DOCUMENT SOURCE =
FAIT DU SOIR Frédéric Salle-Lagarde, maire de Moussac, exaspéré : « Ça pourrait mal finir cette histoire »
Lassé par une série d’empoisonnements d’animaux qui met en branle la quiétude de sa commune, le maire de Moussac vient d’adresser un courrier au procureur de la République de Nîmes. Les propriétaires d'animaux victimes exigent quant à eux des réponses. C’est notamment le cas du jeune berger Louis Maréchal qui a perdu deux Patous dans l’affaire. Témoignages.
Elle s’appelait Neige, elle était blanche, belle, et ne faisait que son travail de conduite de troupeaux. Pourtant, en fin de semaine dernière, cette chienne de montagne, réputée pour son élégance et sa fourrure épaisse, a été retrouvée morte par son propriétaire, à Moussac, commune située dans le triangle d’or, entre Alès, Nîmes et Uzès. C’est un berger dévasté et déterminé à mettre un visage sur l’auteur d’un acte ô combien malveillant que nous avons eu au téléphone ce mercredi. Car la mort de ce Patou, qui vient compléter une longue liste de décès d’animaux (huit chiens, plusieurs chats et quatre renards notamment), est due à l’ingestion d’un produit phytosanitaire extrêmement nocif, qui n’aurait jamais dû croiser la route de ces bêtes.
Installé depuis quatre ans à Montignargues, le jeune Louis Maréchal possède un élevage de 600 brebis, dont la conduite était brillamment assurée par Neige : « Au-delà de l’amour que je portais à cette chienne et du temps que j’ai passé à l’éduquer, c’était ma meilleure chienne contre les loups l’été. On monte en Isère aux beaux jours et on se fait régulièrement attaquer. Grâce à elle, je perdais 50 brebis de moins chaque été en moyenne. Ce n’est pas qu’un chien qui est mort. C’est peut-être aussi 50 brebis cet été. » Et de poursuivre, rendant ainsi hommage à un Patou ultra-performant, qui lui avait été offert le jour de son installation : « On dit qu’en moyenne pour obtenir un chien de troupeau efficace, il faut en essayer cinq. En gros, ce sont près de trois ans de travail qui ont été massacrés en moins de trente secondes. »

ENREGISTREMENTS =
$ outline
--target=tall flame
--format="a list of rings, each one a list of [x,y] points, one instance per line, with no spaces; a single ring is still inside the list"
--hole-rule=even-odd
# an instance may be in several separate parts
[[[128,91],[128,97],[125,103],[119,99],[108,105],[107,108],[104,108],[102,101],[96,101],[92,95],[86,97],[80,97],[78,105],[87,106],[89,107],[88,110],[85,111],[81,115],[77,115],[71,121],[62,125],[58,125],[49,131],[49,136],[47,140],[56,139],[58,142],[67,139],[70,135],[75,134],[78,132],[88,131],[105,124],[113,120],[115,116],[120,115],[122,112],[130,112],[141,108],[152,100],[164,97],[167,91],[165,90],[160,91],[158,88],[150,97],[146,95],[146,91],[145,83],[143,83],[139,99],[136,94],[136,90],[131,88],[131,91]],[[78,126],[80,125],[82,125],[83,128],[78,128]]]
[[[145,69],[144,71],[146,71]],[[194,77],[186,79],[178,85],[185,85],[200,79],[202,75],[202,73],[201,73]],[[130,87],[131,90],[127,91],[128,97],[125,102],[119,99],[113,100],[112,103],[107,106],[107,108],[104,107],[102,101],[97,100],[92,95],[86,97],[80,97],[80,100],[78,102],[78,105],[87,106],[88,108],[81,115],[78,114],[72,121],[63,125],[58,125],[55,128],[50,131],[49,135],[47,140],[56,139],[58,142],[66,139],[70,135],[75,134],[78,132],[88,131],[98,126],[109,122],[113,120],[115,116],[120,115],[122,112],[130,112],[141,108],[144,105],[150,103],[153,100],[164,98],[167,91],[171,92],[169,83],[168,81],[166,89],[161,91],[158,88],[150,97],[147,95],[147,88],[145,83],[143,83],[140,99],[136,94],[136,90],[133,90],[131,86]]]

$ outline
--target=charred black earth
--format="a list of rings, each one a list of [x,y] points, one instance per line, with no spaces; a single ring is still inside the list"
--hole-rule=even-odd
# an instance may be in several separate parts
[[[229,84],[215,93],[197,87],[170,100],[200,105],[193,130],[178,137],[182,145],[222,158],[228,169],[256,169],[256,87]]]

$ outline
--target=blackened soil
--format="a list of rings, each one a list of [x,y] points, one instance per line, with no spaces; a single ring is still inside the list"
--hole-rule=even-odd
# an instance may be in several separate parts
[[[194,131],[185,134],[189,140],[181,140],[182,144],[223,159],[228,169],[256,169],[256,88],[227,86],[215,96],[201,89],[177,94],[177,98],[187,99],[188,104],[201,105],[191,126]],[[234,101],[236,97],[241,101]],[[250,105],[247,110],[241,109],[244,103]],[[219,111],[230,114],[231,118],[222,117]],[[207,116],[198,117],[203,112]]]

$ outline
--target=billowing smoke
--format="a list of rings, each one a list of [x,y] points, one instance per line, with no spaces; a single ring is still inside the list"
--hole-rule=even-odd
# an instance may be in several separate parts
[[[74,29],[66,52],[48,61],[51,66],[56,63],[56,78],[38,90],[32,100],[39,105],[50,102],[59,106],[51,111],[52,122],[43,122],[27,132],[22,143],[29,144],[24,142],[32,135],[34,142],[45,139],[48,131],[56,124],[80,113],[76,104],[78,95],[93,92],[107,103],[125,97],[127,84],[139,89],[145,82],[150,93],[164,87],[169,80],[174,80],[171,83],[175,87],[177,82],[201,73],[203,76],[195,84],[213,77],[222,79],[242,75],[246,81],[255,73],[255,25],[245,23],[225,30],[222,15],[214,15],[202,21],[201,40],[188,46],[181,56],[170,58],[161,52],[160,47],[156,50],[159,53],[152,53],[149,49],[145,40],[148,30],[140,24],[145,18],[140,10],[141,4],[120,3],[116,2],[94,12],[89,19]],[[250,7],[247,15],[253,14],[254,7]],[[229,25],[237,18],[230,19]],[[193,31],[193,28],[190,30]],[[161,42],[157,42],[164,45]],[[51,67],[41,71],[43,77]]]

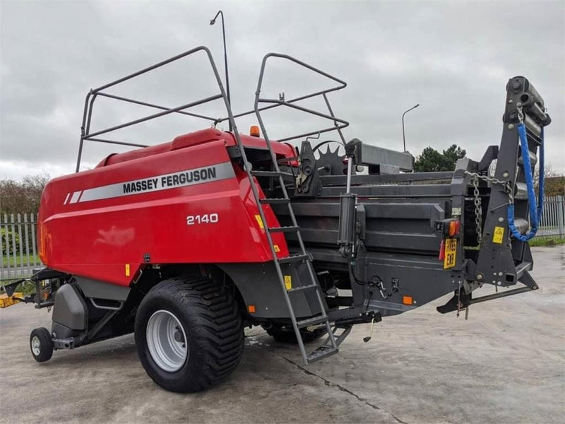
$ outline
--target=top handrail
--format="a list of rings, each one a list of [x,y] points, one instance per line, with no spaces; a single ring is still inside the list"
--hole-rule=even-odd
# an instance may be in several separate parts
[[[193,54],[196,53],[198,52],[204,52],[206,54],[206,56],[208,57],[208,61],[210,62],[210,66],[212,68],[212,71],[213,71],[214,76],[215,77],[216,82],[218,83],[218,88],[220,88],[220,93],[219,94],[216,94],[215,95],[212,95],[212,96],[206,98],[204,99],[201,99],[199,100],[196,100],[195,102],[191,102],[190,103],[182,105],[180,105],[180,106],[178,106],[178,107],[167,107],[166,106],[162,106],[162,105],[153,105],[153,104],[151,104],[151,103],[148,103],[147,102],[141,102],[141,101],[136,100],[134,100],[134,99],[130,99],[130,98],[124,98],[124,97],[121,97],[121,96],[117,96],[117,95],[109,94],[109,93],[104,93],[104,91],[103,91],[104,90],[106,90],[107,88],[109,88],[110,87],[113,87],[114,86],[117,86],[117,85],[118,85],[118,84],[119,84],[121,83],[125,82],[125,81],[129,81],[130,79],[132,79],[132,78],[135,78],[136,76],[139,76],[140,75],[143,75],[144,73],[146,73],[150,72],[151,71],[153,71],[155,69],[160,68],[161,66],[163,66],[167,65],[168,64],[170,64],[170,63],[172,63],[173,61],[179,60],[179,59],[183,59],[184,57],[186,57],[187,56],[190,56],[191,54]],[[99,130],[99,131],[93,132],[93,133],[90,133],[90,124],[92,122],[92,114],[93,114],[93,107],[94,107],[94,102],[95,102],[95,100],[96,100],[96,98],[98,96],[106,97],[106,98],[111,98],[111,99],[113,99],[113,100],[118,100],[118,101],[123,101],[123,102],[133,103],[133,104],[136,104],[136,105],[142,105],[142,106],[146,106],[146,107],[152,107],[152,108],[155,108],[155,109],[159,109],[159,110],[161,110],[161,112],[157,112],[157,113],[155,113],[155,114],[150,114],[150,115],[148,115],[146,117],[143,117],[142,118],[138,118],[137,119],[133,119],[133,121],[129,121],[128,122],[125,122],[124,124],[116,125],[116,126],[112,126],[112,127],[109,127],[109,128],[103,129]],[[81,167],[81,160],[82,158],[83,146],[83,144],[84,144],[84,141],[85,140],[90,140],[90,141],[98,141],[98,142],[102,142],[102,143],[112,143],[112,144],[119,144],[119,145],[121,145],[121,146],[133,146],[133,147],[138,147],[138,146],[143,146],[143,145],[136,144],[136,143],[127,143],[127,142],[124,142],[124,141],[113,141],[113,140],[102,139],[97,138],[97,136],[100,136],[100,135],[102,135],[102,134],[107,134],[107,133],[109,133],[109,132],[112,132],[112,131],[117,131],[118,129],[121,129],[125,128],[126,126],[131,126],[131,125],[135,125],[136,124],[139,124],[139,123],[143,122],[145,121],[148,121],[150,119],[155,119],[155,118],[158,118],[158,117],[162,117],[162,116],[171,114],[171,113],[179,113],[179,114],[182,114],[189,115],[189,116],[191,116],[191,117],[193,117],[201,118],[201,119],[203,119],[209,120],[209,121],[212,121],[213,122],[216,122],[216,121],[217,121],[216,118],[214,118],[214,117],[208,117],[208,116],[200,114],[194,114],[194,113],[191,113],[191,112],[187,112],[185,111],[185,110],[186,109],[189,109],[190,107],[194,107],[195,106],[197,106],[198,105],[201,105],[201,104],[203,104],[203,103],[206,103],[206,102],[211,102],[211,101],[213,101],[213,100],[218,100],[218,99],[220,99],[220,98],[223,98],[226,110],[227,110],[228,116],[227,116],[227,117],[226,119],[230,119],[230,122],[232,122],[232,125],[233,128],[235,128],[233,113],[232,112],[232,110],[231,110],[231,105],[230,105],[230,102],[229,102],[229,100],[227,99],[227,95],[226,95],[226,92],[225,92],[225,89],[224,89],[224,86],[223,86],[223,84],[222,83],[222,80],[220,79],[220,75],[219,75],[219,73],[218,72],[218,68],[216,67],[215,63],[214,62],[214,59],[212,57],[212,54],[210,53],[210,49],[208,47],[205,47],[205,46],[199,46],[199,47],[195,47],[194,49],[191,49],[190,50],[187,50],[186,52],[181,53],[180,54],[177,54],[177,55],[174,56],[172,57],[170,57],[170,58],[169,58],[167,59],[163,60],[163,61],[160,61],[160,62],[158,62],[157,64],[151,65],[150,66],[148,66],[148,67],[144,68],[144,69],[141,69],[140,71],[138,71],[136,72],[133,72],[133,73],[130,73],[129,75],[127,75],[126,76],[120,78],[119,78],[117,80],[115,80],[114,81],[112,81],[112,82],[108,83],[107,84],[105,84],[103,86],[101,86],[98,87],[97,88],[91,89],[88,92],[88,93],[87,94],[86,98],[85,99],[85,106],[84,106],[84,110],[83,110],[83,120],[82,120],[82,124],[81,124],[81,141],[80,141],[80,143],[79,143],[78,155],[77,161],[76,161],[76,172],[78,172],[79,171],[79,170],[80,170],[80,167]]]
[[[284,59],[289,60],[289,61],[290,61],[292,62],[294,62],[294,63],[297,64],[299,66],[302,66],[304,68],[306,68],[307,69],[309,69],[309,70],[310,70],[310,71],[313,71],[313,72],[314,72],[316,73],[321,75],[322,76],[325,76],[326,78],[329,78],[329,79],[338,83],[338,86],[334,86],[334,87],[331,87],[331,88],[326,88],[325,90],[321,90],[319,91],[316,91],[316,92],[311,93],[311,94],[307,94],[307,95],[302,95],[302,96],[300,96],[300,97],[298,97],[298,98],[295,98],[291,99],[290,100],[285,100],[284,93],[282,93],[282,95],[280,95],[278,99],[262,98],[260,97],[260,95],[261,95],[261,88],[263,86],[263,77],[264,77],[264,75],[265,75],[265,70],[266,70],[266,64],[267,64],[267,61],[271,57],[275,57],[275,58],[278,58],[278,59]],[[290,140],[295,140],[297,139],[302,139],[302,138],[307,137],[309,136],[312,136],[312,135],[314,135],[314,134],[322,134],[322,133],[329,132],[329,131],[337,131],[338,132],[339,135],[340,135],[340,137],[341,138],[342,142],[345,145],[345,138],[343,136],[343,134],[342,133],[341,130],[343,128],[345,128],[346,126],[349,126],[349,122],[345,121],[345,119],[341,119],[338,118],[338,117],[335,117],[335,115],[333,113],[333,110],[332,110],[331,106],[330,105],[330,102],[329,102],[329,100],[328,100],[327,94],[328,93],[331,93],[331,92],[333,92],[333,91],[337,91],[338,90],[341,90],[343,88],[345,88],[345,87],[347,87],[347,83],[345,81],[344,81],[343,80],[341,80],[341,79],[340,79],[340,78],[337,78],[337,77],[335,77],[335,76],[334,76],[333,75],[331,75],[330,73],[328,73],[327,72],[324,72],[323,71],[321,71],[321,70],[320,70],[320,69],[317,69],[317,68],[316,68],[316,67],[314,67],[314,66],[311,66],[311,65],[310,65],[309,64],[307,64],[306,62],[304,62],[304,61],[302,61],[301,60],[299,60],[299,59],[296,59],[295,57],[292,57],[292,56],[289,56],[288,54],[281,54],[281,53],[268,53],[268,54],[266,54],[265,57],[263,58],[263,61],[261,61],[261,71],[259,72],[259,79],[258,79],[258,81],[257,82],[257,90],[255,92],[255,103],[254,103],[254,110],[253,110],[253,112],[255,112],[255,114],[257,117],[257,119],[259,122],[259,125],[261,127],[261,131],[263,131],[263,136],[265,137],[266,140],[268,140],[268,142],[269,142],[268,141],[268,136],[267,135],[267,132],[266,132],[266,128],[265,128],[265,125],[264,125],[264,124],[263,122],[263,119],[261,118],[261,112],[263,112],[263,111],[266,110],[268,109],[272,109],[272,108],[274,108],[274,107],[279,107],[279,106],[287,106],[288,107],[291,107],[292,109],[295,109],[295,110],[299,110],[301,112],[305,112],[309,113],[311,114],[314,114],[314,115],[316,115],[316,116],[318,116],[318,117],[322,117],[322,118],[330,119],[330,120],[333,122],[333,126],[331,126],[331,127],[328,127],[328,128],[324,128],[324,129],[317,129],[317,130],[312,131],[310,131],[310,132],[307,132],[307,133],[304,133],[304,134],[297,134],[297,135],[295,135],[295,136],[285,137],[284,139],[277,139],[278,141],[280,141],[280,142],[288,141],[290,141]],[[316,97],[316,96],[319,96],[319,95],[321,95],[321,96],[322,96],[323,98],[323,100],[324,100],[324,101],[326,102],[326,105],[328,107],[328,110],[329,112],[329,114],[325,114],[325,113],[321,113],[320,112],[314,110],[312,109],[309,109],[307,107],[304,107],[302,106],[299,106],[298,105],[295,104],[296,102],[299,102],[301,100],[304,100],[306,99],[312,98],[314,98],[314,97]],[[259,107],[259,104],[260,103],[270,103],[270,105],[268,105],[268,106],[264,106],[263,107]],[[247,113],[239,114],[239,115],[237,115],[237,117],[239,117],[239,116],[243,116],[244,114],[247,114]]]

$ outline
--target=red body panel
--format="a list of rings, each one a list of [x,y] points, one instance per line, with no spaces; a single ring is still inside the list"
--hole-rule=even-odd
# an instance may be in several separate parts
[[[264,146],[260,139],[242,139]],[[273,144],[278,155],[295,155],[291,146]],[[204,130],[50,181],[40,208],[42,260],[120,285],[129,285],[148,263],[271,260],[247,175],[227,153],[234,145],[231,134]],[[270,208],[264,209],[268,225],[278,226]],[[217,222],[209,222],[214,214]],[[187,217],[196,216],[208,222],[188,225]],[[273,241],[287,256],[284,235],[273,234]]]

CONSIGNES DE L'EXERCICE =
(1) D'après l'article sur les empoisonnements à Moussac, combien de brebis compte l'élevage de Louis Maréchal ?
(2) Indiquez si chacune des affirmations suivantes concorde avec l'article sur les empoisonnements à Moussac, en répondant par oui ou par non et en citant les mots décisifs de l'article. (a) Louis Maréchal est installé à Montignargues depuis quatre ans. (b) Le maire de Moussac a écrit au préfet. (c) Neige avait été offerte à Louis Maréchal le jour de son installation.
(3) Prolongez l'article sur les empoisonnements à Moussac à la suite de sa dernière phrase.
Les enregistrements forment un matériau distinct de l'article.

EN RÉPONSE =
(1) Son élevage compte 600 brebis.

(2)
(a) Oui : « Installé depuis quatre ans à Montignargues ».
(b) Non : « vient d’adresser un courrier au procureur de la République de Nîmes ».
(c) Oui : « qui lui avait été offert le jour de son installation ».

(3)
Quelques jours plus tôt, c’est le fils de Neige, un chiot de trois mois et demi, qui perdait la vie dans les mêmes conditions : « Il faisait 25 kilos tout de même, mais le produit est tellement puissant qu’il n’a pas fait un mètre », se souvient, désabusé, l'éleveur. Ce dernier, fils de bergers, qui s’est lancé dans l’activité en solitaire dès ses 18 ans, était, au moment des faits, en pâture à Moussac à la demande de la cave coopérative. « Je devais y rester deux mois pour que mes brebis profitent de l’herbe. Le fait que j’ai dû partir me met en difficulté au niveau de mon circuit de pâturage », rajoute-t-il, sans pour autant sombrer dans l’apitoiement.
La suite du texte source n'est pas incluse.